You ever come at a child with a spoonful of bitter medicine? They yell, “No! … No! …” as they whip their head left and right to avoid the spoon. This is where you must pretend the spoon is a choo-choo train or an airplane coming in for a landing. Whatever game appeals to the child is the one that will get them to stop struggling, smile, and open wide for the medicine. Grabbing the attention, reigning in the focus of adults who resist Our Undoing’s type of understanding, is not much different than this.
When you run a website dedicated to undoing the self as thought construct, you have to come at it from different angles. This means communicating the same core Truth in as many fresh ways as possible so that one of them eventually breaks through the resistance of the audience. And it may never, because the audience is the resistance.
If the audience paid for the communication, then they want something in return. Sometimes that something is what they believe is on offer—enlightenment, in this case. Sometimes they want to turn the speaker’s sharing of understanding into an adversarial argument that they can sharpen their own arguments against. Sometimes they have no arguments or deep interest, they just want to hear themselves respond. Sometimes they want a psychological benefit and then move on. Sometimes they want to listen for the sake of listening because they interpret this to mean that doing so is the way to achieve a miraculous transformation.

> [Exercise set]:
(1) Retype the stretch of the essay on undoing the self from "If the audience" through "a miraculous transformation.", character for character.
(2) In the essay on undoing the self, what two things might you pretend the spoon of medicine is?
(3) Give what follows in the essay on undoing the self, picking up after its last sentence.

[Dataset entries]

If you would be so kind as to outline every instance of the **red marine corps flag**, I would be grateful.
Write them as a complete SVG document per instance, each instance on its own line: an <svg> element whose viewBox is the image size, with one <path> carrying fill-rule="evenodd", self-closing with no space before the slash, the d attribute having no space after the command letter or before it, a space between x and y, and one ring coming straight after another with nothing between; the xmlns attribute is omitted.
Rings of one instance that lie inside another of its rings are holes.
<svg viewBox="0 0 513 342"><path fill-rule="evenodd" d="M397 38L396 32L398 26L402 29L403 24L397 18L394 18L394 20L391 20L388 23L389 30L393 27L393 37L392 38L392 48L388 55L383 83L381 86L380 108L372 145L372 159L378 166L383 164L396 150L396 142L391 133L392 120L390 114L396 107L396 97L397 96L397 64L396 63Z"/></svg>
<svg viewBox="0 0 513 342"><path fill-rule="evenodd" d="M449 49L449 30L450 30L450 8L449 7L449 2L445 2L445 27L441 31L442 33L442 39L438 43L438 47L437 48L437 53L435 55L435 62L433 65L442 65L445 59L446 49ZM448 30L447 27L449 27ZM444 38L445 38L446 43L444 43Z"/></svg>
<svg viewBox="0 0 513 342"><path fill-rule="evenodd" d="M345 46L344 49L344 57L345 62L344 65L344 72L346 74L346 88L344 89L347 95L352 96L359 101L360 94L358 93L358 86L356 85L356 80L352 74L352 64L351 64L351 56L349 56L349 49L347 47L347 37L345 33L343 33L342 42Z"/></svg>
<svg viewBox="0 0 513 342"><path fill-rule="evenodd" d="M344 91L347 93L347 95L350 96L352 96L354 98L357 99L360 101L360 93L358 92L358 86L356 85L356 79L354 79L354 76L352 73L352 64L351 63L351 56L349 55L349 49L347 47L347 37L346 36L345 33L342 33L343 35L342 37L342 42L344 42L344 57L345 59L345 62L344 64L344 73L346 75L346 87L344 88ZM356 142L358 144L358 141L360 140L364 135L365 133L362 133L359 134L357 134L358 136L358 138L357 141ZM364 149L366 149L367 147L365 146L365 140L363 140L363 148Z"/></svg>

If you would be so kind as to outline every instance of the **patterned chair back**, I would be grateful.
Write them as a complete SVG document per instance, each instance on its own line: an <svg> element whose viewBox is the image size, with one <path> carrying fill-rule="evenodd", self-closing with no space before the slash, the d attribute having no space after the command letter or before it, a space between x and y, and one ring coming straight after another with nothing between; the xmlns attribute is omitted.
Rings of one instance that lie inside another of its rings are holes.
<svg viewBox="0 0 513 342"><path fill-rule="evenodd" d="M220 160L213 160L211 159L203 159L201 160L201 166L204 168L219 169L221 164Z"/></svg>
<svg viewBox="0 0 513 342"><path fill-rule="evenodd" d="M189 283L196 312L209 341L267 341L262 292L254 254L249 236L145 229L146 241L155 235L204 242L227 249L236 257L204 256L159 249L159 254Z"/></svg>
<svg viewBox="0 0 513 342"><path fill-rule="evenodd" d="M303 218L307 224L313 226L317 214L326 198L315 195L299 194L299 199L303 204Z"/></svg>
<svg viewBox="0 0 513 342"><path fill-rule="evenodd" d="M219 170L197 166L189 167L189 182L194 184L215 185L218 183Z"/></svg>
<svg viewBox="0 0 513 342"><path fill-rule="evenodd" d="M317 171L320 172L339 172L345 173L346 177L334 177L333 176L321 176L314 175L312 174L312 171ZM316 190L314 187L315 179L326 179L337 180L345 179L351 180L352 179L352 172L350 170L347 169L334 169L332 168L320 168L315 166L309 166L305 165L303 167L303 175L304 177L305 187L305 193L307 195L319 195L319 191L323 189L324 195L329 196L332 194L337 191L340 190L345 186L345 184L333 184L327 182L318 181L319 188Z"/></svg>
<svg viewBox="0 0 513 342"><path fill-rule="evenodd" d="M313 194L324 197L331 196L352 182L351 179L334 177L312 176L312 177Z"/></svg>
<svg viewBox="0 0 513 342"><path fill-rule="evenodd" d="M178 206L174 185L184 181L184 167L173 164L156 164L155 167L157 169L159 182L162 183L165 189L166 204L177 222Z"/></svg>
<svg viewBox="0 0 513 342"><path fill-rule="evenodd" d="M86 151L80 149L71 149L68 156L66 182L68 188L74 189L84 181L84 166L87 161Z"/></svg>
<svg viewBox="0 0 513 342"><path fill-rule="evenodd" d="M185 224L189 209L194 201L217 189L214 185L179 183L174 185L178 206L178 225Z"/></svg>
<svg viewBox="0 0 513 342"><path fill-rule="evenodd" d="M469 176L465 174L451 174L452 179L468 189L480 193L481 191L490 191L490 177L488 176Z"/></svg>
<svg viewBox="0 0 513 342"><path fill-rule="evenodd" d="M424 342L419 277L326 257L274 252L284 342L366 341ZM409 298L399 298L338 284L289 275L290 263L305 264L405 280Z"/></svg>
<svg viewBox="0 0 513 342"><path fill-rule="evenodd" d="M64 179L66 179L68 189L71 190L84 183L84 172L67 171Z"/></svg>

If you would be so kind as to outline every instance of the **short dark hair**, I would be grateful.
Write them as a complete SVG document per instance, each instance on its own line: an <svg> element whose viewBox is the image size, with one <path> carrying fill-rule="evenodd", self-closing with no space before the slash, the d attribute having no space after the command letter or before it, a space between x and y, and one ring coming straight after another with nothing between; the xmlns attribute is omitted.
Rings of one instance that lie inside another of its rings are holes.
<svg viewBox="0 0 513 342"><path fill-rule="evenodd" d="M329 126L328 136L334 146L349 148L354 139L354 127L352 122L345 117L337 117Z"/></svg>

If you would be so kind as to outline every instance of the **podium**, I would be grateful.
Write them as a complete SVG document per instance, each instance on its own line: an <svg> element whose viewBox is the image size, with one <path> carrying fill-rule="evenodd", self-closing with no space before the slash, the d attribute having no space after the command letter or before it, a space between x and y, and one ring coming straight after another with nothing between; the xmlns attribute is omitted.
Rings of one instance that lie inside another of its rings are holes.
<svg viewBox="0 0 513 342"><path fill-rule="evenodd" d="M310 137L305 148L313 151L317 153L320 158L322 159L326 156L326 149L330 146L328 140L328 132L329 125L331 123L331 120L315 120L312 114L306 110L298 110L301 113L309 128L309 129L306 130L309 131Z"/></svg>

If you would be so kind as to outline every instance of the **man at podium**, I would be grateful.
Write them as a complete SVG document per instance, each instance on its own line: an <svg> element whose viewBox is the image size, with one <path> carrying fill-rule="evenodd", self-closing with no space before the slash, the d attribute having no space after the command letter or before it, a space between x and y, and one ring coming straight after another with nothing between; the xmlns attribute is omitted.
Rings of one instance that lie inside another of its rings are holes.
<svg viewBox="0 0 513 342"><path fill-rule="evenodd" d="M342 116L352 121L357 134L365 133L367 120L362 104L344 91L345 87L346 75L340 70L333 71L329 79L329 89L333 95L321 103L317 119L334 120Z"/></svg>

> [Responses for each task]:
(1)
If the audience paid for the communication, then they want something in return. Sometimes that something is what they believe is on offer—enlightenment, in this case. Sometimes they want to turn the speaker’s sharing of understanding into an adversarial argument that they can sharpen their own arguments against. Sometimes they have no arguments or deep interest, they just want to hear themselves respond. Sometimes they want a psychological benefit and then move on. Sometimes they want to listen for the sake of listening because they interpret this to mean that doing so is the way to achieve a miraculous transformation.

(2) A choo-choo train or an airplane coming in for a landing.

(3)
Those are not instances of how only some audience members come here with motives, they are examples of how we all do. Every single one of us, or else we would not be here. The fact is not that some of us are beyond motives, but that one of us may hit the lottery and see through our motives. It’s hard because the motives are us.
Self-preservation is the root of it. Even if you have a nagging suspicion in the back of your mind telling you you’re the problem, you also want to be the solution because you want to exist. You want the transformation to be something through which you are fundamentally sustained. The alternative is scary. It’s death. It’s the unknown. And it’s what we’re all struggling to block out as the nagging voice of Truth grows louder.
The cleverest way to block that voice is to acknowledge it and tell yourself you’ve already heeded it. If there is still a you doing the heeding, you haven’t understood whose voice is speaking. That is why you find yourself here. Not because you get it, but because you don’t. The hardest people to reach are the ones who “know” they’ve already been reached. I speak from experience as I used to be exactly that person. And I reiterate: This dilemma is all of the audience. Not a few people. Not many or most. Every single person. One may have that inner eureka moment, win the lottery, and instantaneously die to clarity. Lucky me, I was such a one. Now I have a similar-though-different version of undoing to contend with. The audience must suspect I’m being honest about all of this or else why show up more than once? Again, nobody comes to listen because they’ve already successfully cashed in that winning ticket.
But what about children? Weren’t we all born with a golden ticket to the enlightenment show that we lost in the pockets of grownup pants? In a sad, ironic twist, aren’t our young selves already the transformation we seek as adults? Isn’t it the adult shell that must crack to reveal the innocence of the child’s heart already there, sooty-faced with the pollution of unhealthy authorities and decisions, yet beaming with love from ear to ear? Isn’t simplicity supposed to be… well… simple?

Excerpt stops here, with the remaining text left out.